:: TEXT PASSAGE ::
------------------------------

SUNDAY, NOVEMBER 29, 2009 
On Luke 21:25-36
Happy New Year! We are at the threshold of a new church year. Throughout the next four weeks the Church worldwide is waiting and preparing for the birth of Christ. And throughout the next four weeks the Church worldwide is waiting in anticipation of Christ’s coming.
“Stand up and raise your heads, because your redemption is drawing near!”
This coming of Christ is a reason to celebrate. And Advent is the season to reflect on what the coming of Christ means, is reason to prepare. But we often understand it as the busiest time of year. And instead of reflecting and contemplating the time before Christmas is filled with the hustle and bustle of Christmas shopping and Christmas baking, Christmas parties and gift-wrapping. We can’t wait to decorate our houses inside and out with blinking lights and tinsel, with ornaments and nativity scenes. We light candles and put up the Christmas tree. And beginning at the end of October we can hear Christmas carols in elevators and shopping malls, on the radio and on TV. Because we can’t wait for it to be Christmas, because we can’t wait to unwrap the perfect gift for us under the Christmas tree. So, Jesus’ words about the end of time sound so out of place in all this excitement. What a harsh way to welcome us into the Advent season! In fact his words appear rather sobering.
Jesus’ words about the end of time make us wonder what he is up to. He tells his disciples that there will be signs of the future, and he tells them to wait, to be alert, to be on guard, and to pray. Jesus doesn’t give them any concrete timeline, nor dates to wait for, but just a vague understanding that the Messiah will come. In fact, Jesus tells his disciples that the coming of the Messiah is not about the when, but about how they wait.
Waiting has not become any easier in 2,000 years. The Hebrew people have been waiting for the Messiah to come for a looong time. They have been waiting through wars and in exile, through famines and during the rule of foreign oppressors. They have been waiting and hoping for the Messiah to come and free them from Roman tyranny.

------------------------------

:: DATASET ROWS ::
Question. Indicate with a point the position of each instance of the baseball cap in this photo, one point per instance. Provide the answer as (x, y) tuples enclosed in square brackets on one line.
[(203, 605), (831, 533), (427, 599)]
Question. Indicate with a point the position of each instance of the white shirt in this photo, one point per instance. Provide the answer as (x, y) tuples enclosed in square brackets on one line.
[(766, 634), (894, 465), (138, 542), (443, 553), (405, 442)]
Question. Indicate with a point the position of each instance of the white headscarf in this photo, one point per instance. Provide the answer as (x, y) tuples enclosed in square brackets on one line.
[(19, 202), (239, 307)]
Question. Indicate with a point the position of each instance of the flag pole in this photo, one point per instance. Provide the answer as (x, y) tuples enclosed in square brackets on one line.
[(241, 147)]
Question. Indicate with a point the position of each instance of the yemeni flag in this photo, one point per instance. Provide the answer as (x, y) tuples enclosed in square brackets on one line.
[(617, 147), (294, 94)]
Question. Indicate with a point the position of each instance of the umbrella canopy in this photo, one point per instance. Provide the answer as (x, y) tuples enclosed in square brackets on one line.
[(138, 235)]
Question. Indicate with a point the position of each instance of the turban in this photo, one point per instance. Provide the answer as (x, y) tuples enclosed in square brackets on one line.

------------------------------

:: TASK DIRECTIONS ::
Continue the Advent sermon on Luke 21:25-36 after its last sentence, keeping its voice and its theme of waiting.

:: EXERCISE ANSWER ::
And after Jesus, the great hope of many, ascended into heaven on the 50th day after Easter, the early Church eagerly awaited the second coming of Christ, always hoping and believing that Christ would return at any moment. They were hoping for Christ to come back NOW to save them from the ruthless persecution that they were enduring.
And like the Jewish people and the early Church, we begin waiting every Advent. Instead of moving forward, we come back in cycles, to the same stories, the same waiting. Waiting is something that we, like the ancients, have a hard time with. At times we even seem to have forgotten what it is like to wait. Instead we keep ourselves busy and occupied. When we want something we want it NOW. Like Christmas is supposed to happen NOW. Instant gratification has become the trademark of the new millennium. Because waiting is difficult. Waiting is scary. And the longer we have to wait the more we are trying to fill the waiting with busyness, with entertainment, with work… Anything goes as long we don’t have to wait.
And yet, our hustling and bustling, especially at this time of the year does not always accomplish what we were hoping for.
Dazed by wafts of Christmas smells, numbed by a thousand fold “Santa Claus is coming to town”, blinded by flashing lights, saturated with mounds of cookies and gallons of eggnogg, and tied to towers of gifts it might happen that we indeed decorate our houses festively but the door to our heart remains bolted. It might be that we put out the nativity scene but the meaning of the manger remains blocked off.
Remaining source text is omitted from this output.